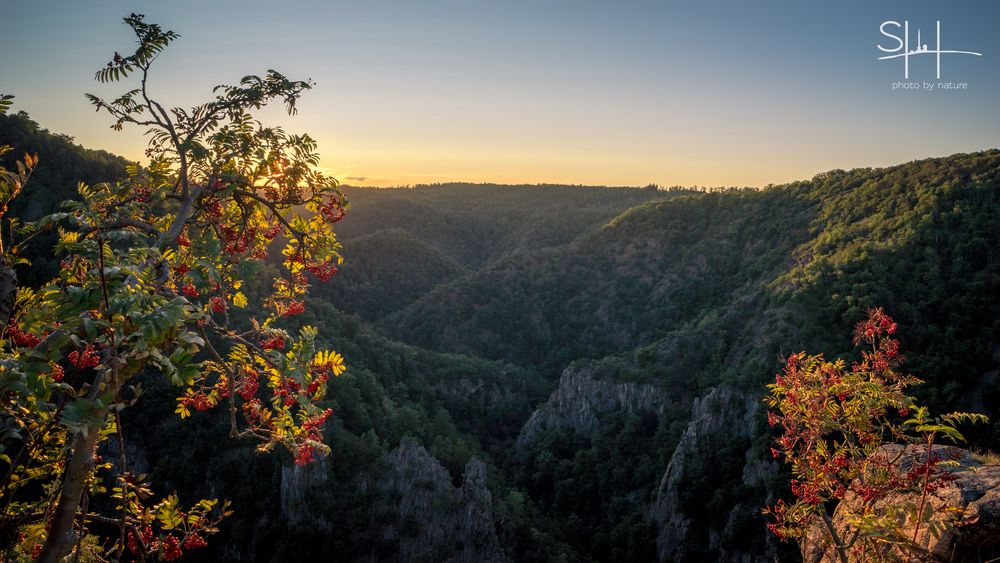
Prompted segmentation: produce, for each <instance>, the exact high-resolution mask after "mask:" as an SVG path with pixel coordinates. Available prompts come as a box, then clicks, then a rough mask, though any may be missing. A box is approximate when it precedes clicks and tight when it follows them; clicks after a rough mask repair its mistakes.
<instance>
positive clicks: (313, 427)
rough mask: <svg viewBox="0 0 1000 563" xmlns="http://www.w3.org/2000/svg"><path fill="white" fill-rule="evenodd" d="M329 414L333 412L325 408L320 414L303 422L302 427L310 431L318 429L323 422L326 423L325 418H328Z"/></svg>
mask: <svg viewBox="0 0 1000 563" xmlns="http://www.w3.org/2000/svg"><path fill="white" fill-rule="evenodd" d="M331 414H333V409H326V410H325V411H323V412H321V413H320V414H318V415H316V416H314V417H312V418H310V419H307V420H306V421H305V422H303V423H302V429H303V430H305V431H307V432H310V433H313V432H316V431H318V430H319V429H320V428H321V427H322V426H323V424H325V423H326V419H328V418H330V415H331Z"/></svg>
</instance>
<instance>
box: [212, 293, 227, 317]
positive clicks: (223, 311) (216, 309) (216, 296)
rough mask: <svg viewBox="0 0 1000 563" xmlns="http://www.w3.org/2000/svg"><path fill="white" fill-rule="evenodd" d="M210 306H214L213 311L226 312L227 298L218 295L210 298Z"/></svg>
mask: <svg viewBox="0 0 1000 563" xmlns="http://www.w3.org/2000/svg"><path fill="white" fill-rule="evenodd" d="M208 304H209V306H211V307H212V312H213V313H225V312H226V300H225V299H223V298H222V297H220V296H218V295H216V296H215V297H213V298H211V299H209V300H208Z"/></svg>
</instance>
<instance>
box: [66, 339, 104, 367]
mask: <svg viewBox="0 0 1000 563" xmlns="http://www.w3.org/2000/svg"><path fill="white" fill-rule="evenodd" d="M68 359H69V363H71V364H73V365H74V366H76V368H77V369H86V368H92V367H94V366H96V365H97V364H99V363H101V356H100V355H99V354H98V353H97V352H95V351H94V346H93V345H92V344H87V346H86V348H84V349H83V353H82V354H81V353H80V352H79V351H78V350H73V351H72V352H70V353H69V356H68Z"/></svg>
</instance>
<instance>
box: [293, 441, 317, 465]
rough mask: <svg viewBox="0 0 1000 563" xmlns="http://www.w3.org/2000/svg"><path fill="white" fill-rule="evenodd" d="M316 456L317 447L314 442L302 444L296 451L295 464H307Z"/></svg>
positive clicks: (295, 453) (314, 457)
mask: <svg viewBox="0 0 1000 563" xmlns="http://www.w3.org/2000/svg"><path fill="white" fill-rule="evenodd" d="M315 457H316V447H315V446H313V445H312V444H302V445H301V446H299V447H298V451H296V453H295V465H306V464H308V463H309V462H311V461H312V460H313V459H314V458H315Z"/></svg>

-*-*-

Transcribe the records word for word from their start through the line containing "positive clicks: (313, 427)", including that line, and leave out any pictures.

Prompted segmentation: produce, for each <instance>, the exact high-resolution mask after "mask:" as an SVG path with pixel coordinates. Available prompts come as a box, then clicks, then a rough mask, though any may be missing. A box is approximate when it precedes clicks and tight when it follows them; clicks after a rough mask repair its mistakes.
<instance>
positive clicks: (313, 427)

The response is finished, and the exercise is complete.